Stated problem
Pull out every line in the entries below that contains the word "standing". Uppercase and lowercase letters count as different.

Records supplied
=======

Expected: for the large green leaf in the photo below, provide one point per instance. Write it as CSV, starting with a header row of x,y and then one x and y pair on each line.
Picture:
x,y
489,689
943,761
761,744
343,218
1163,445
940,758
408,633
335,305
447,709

=======

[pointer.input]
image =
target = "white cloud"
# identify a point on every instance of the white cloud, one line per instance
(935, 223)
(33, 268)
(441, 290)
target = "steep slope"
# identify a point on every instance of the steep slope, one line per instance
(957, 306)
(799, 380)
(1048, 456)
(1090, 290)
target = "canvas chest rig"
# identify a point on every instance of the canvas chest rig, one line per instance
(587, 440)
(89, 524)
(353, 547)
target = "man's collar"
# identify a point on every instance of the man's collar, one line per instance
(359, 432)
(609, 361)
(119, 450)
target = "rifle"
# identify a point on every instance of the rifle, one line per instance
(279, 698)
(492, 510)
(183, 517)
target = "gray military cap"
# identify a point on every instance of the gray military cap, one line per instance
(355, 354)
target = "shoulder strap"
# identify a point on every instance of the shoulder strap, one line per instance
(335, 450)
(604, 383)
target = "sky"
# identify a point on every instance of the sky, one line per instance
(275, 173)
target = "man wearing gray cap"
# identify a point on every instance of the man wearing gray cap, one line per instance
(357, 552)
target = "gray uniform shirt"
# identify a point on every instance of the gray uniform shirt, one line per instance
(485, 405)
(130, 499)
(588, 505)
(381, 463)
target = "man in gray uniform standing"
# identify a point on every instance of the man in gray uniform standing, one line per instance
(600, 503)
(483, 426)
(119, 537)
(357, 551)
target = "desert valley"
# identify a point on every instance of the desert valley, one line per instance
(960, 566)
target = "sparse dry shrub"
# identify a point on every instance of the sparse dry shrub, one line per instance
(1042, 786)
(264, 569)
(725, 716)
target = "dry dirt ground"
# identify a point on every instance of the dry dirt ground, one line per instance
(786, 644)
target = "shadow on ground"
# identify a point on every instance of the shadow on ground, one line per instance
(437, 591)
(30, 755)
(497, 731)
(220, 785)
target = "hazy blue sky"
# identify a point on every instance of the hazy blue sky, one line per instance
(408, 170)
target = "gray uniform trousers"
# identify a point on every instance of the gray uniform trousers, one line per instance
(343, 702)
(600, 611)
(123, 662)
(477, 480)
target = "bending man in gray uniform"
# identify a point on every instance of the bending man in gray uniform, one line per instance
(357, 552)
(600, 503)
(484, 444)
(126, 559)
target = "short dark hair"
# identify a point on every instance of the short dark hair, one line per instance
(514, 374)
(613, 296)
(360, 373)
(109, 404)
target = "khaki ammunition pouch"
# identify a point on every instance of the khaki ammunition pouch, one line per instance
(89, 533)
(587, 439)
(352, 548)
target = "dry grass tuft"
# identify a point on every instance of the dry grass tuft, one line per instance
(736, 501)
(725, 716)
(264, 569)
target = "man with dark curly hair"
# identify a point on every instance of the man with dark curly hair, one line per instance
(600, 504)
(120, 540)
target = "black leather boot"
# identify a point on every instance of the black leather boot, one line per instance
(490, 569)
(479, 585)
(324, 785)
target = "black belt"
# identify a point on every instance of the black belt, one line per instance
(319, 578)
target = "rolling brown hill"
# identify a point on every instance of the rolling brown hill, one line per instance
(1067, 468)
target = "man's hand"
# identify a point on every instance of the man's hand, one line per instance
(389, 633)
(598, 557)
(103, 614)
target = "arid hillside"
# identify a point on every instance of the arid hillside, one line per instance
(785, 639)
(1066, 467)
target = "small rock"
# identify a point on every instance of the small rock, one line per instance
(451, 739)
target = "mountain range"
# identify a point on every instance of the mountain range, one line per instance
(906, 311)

=======

Correct answer
target = "man in gray uniform standing"
# identify a point on every instance of the man in gray uniform standing, one line per instance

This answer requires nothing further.